■ THE EXERCISE ■
Please gather each line in the listing below that contains the word "background" and copy those lines in full.
— start of RECORDS SUPPLIED —
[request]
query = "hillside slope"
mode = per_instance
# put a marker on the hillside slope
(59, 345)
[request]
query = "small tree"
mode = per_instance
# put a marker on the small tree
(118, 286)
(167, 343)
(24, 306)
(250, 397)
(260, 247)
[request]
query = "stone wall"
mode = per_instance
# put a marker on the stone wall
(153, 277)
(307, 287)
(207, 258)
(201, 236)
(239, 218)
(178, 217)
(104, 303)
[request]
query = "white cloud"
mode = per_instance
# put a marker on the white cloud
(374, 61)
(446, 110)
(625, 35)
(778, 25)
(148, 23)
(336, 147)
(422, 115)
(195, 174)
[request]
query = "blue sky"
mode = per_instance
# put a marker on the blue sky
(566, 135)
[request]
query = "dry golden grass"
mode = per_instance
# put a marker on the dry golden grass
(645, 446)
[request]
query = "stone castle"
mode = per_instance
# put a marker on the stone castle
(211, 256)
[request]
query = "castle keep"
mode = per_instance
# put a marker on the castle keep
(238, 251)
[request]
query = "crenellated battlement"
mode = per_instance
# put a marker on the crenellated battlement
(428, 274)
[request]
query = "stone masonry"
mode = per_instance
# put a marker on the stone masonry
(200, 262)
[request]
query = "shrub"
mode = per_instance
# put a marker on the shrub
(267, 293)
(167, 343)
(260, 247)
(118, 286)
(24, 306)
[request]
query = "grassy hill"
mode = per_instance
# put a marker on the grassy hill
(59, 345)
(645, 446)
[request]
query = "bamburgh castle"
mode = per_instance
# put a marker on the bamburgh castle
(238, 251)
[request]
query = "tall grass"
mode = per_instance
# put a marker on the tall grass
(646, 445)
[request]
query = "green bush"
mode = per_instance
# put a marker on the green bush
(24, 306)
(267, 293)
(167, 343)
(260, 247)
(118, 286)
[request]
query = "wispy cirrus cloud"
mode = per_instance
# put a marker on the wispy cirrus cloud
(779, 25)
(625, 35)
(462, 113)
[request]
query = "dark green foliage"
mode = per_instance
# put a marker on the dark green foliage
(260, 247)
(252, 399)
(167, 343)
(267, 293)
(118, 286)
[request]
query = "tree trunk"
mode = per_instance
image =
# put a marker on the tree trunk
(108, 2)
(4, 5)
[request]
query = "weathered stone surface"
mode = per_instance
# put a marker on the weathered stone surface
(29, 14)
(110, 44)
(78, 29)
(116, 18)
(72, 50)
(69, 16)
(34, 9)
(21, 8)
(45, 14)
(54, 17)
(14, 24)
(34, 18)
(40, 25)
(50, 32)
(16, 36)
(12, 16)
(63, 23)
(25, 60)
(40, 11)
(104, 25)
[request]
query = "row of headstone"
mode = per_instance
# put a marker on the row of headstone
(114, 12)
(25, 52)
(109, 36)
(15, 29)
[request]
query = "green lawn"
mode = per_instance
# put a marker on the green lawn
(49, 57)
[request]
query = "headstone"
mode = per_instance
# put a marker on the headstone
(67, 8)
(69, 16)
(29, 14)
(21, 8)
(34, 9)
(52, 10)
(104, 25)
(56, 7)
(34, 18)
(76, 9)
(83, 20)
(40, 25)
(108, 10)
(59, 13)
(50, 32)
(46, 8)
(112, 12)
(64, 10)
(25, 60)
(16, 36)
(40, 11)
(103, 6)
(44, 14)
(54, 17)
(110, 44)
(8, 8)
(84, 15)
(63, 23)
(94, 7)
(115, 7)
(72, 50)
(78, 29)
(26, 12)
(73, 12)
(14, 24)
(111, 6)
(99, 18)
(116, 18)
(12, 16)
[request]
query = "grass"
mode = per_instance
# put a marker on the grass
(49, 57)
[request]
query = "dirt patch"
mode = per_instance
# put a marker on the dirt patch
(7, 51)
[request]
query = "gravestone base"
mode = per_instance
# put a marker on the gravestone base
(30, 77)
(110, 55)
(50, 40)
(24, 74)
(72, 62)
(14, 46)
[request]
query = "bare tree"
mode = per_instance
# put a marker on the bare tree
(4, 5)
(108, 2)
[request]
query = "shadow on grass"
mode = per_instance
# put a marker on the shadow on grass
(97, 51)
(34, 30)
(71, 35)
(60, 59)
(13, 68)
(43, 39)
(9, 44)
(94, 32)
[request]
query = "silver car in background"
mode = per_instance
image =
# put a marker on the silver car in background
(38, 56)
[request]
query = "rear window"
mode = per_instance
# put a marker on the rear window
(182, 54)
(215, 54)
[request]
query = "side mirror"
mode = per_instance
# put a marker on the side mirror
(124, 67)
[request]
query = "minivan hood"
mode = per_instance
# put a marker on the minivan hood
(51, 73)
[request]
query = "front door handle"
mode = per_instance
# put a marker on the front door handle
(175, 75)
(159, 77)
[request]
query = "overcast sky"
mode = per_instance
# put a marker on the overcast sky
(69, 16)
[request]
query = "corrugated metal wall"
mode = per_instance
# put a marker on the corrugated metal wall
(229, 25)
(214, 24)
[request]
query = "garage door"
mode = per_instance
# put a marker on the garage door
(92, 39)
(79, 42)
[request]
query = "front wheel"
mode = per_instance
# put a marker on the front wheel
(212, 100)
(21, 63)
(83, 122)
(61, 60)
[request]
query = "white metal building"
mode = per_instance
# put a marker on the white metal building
— end of RECORDS SUPPLIED —
■ THE REPLY ■
query = "silver car in background"
# put a marker on the silver car in background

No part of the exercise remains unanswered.